[Lines of data]
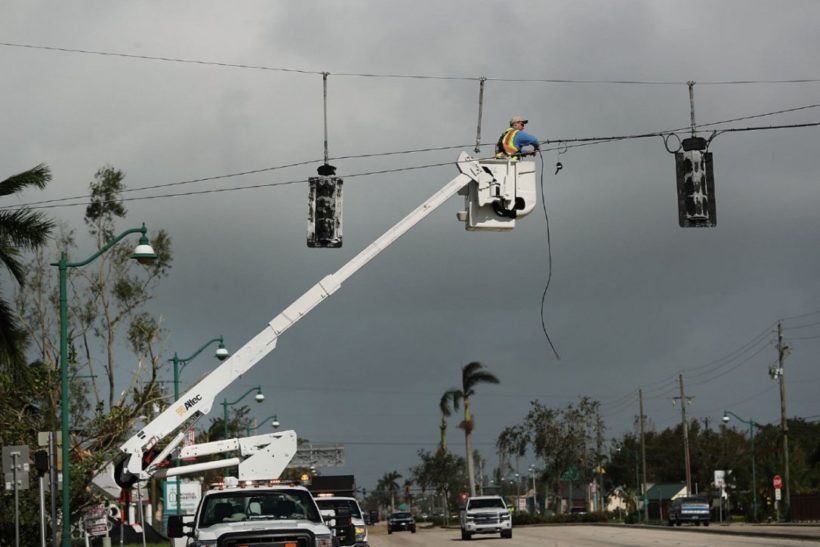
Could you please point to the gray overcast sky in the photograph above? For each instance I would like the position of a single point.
(634, 300)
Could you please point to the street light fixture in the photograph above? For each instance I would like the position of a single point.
(751, 425)
(144, 254)
(225, 404)
(274, 424)
(179, 365)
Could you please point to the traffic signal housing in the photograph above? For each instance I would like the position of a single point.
(696, 184)
(325, 212)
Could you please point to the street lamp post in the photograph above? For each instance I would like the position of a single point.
(179, 365)
(274, 424)
(751, 425)
(226, 404)
(144, 254)
(534, 492)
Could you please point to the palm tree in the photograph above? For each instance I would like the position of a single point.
(472, 374)
(389, 483)
(445, 405)
(20, 229)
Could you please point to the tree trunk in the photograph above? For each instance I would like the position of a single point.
(468, 441)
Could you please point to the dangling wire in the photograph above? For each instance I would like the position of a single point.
(325, 169)
(691, 85)
(549, 262)
(480, 109)
(324, 85)
(558, 165)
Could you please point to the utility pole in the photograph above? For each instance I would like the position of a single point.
(683, 402)
(599, 441)
(782, 352)
(643, 462)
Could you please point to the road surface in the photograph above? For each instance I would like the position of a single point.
(585, 536)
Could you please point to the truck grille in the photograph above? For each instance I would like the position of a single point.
(266, 539)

### What to do:
Reproduce the records above with every "photograph" switched to "image" and nothing else changed. Leave out the pictures.

### Reply:
Could you please point to the gray overcast sky in the image above? For each instance I would like the position of a single point.
(634, 300)
Could you please point to the street light fixture in the image above? For each instance I would like the position of a single point.
(751, 425)
(144, 254)
(225, 404)
(274, 424)
(179, 365)
Could you please point to the traffic signal housing in the image above? For each instance I would like the position of a single point.
(696, 184)
(325, 212)
Could you please point to the street lamp post in the image above? For each instance I would like the position of a single point.
(179, 365)
(274, 424)
(751, 425)
(226, 404)
(144, 254)
(534, 492)
Could you please point to the palm tree in the image above? For each instance I would like the position of a single point.
(472, 374)
(389, 483)
(445, 405)
(20, 229)
Could you please point to the tree trunk in the image above? For each instance I would like the position of a single point.
(468, 441)
Could you please point to the dangling wire in the image above? For each instance I would like the position of a single point.
(325, 169)
(691, 85)
(549, 262)
(480, 109)
(324, 85)
(558, 165)
Could you please point to the utility pole in the image above? For each instance I would like the position of a single point.
(683, 402)
(599, 441)
(782, 352)
(643, 462)
Could you please point to the road surface in the image above? For each instance I would like the position of a single point.
(585, 536)
Could you please point to the truck grille in the image above? For each instance I would like the position of a single point.
(266, 539)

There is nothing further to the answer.